- [DATA ROWS]:

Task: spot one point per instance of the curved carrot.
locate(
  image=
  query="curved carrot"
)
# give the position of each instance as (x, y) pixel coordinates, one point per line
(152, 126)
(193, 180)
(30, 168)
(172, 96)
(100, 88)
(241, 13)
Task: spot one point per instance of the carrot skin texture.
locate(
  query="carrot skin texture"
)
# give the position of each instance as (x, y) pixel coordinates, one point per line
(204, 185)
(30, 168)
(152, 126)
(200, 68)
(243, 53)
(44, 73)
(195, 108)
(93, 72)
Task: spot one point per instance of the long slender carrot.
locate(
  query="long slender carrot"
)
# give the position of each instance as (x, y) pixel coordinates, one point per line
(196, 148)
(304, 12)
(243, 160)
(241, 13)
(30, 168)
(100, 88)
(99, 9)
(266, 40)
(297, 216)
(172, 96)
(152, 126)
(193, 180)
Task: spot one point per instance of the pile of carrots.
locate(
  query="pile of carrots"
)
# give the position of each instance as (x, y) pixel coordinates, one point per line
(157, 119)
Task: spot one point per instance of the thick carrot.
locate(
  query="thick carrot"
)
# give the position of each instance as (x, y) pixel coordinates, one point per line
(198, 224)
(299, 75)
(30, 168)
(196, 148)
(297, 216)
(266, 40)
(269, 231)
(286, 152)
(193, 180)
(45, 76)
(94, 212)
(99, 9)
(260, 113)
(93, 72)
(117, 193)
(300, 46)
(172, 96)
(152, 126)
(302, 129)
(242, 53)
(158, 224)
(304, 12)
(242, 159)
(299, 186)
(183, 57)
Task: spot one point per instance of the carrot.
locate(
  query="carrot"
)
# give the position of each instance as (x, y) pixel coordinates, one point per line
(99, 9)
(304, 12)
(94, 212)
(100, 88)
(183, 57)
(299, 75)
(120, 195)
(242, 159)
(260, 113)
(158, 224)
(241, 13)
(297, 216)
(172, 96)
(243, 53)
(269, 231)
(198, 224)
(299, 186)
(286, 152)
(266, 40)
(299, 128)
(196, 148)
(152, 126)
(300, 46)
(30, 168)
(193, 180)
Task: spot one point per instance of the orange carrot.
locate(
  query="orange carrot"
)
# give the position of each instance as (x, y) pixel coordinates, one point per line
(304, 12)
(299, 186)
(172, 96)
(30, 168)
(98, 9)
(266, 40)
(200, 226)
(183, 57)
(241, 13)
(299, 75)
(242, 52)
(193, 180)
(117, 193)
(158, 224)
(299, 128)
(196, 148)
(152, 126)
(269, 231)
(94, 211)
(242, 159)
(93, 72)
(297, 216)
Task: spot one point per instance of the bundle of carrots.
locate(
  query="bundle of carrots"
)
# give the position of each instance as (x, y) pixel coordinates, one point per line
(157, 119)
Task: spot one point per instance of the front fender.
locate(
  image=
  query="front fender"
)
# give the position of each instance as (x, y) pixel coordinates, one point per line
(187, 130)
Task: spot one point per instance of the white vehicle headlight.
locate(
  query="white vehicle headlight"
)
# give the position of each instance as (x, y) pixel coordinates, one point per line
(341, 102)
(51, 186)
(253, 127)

- [TASK DIRECTIONS]: Rescale only the records from the line containing "Task: spot one point per instance of the white" through the end of the records, giving every line again with the requests included. Multiply each pixel coordinate in the answers by 0.35 and round to whole numbers, rounding halves up.

- [SOLUTION FOR THIS EXERCISE]:
Task: spot one point per instance of the white vehicle headlight.
locate(
  query="white vehicle headlight"
)
# give the position of each instance as (x, y) pixel coordinates, one point per line
(119, 36)
(18, 65)
(89, 44)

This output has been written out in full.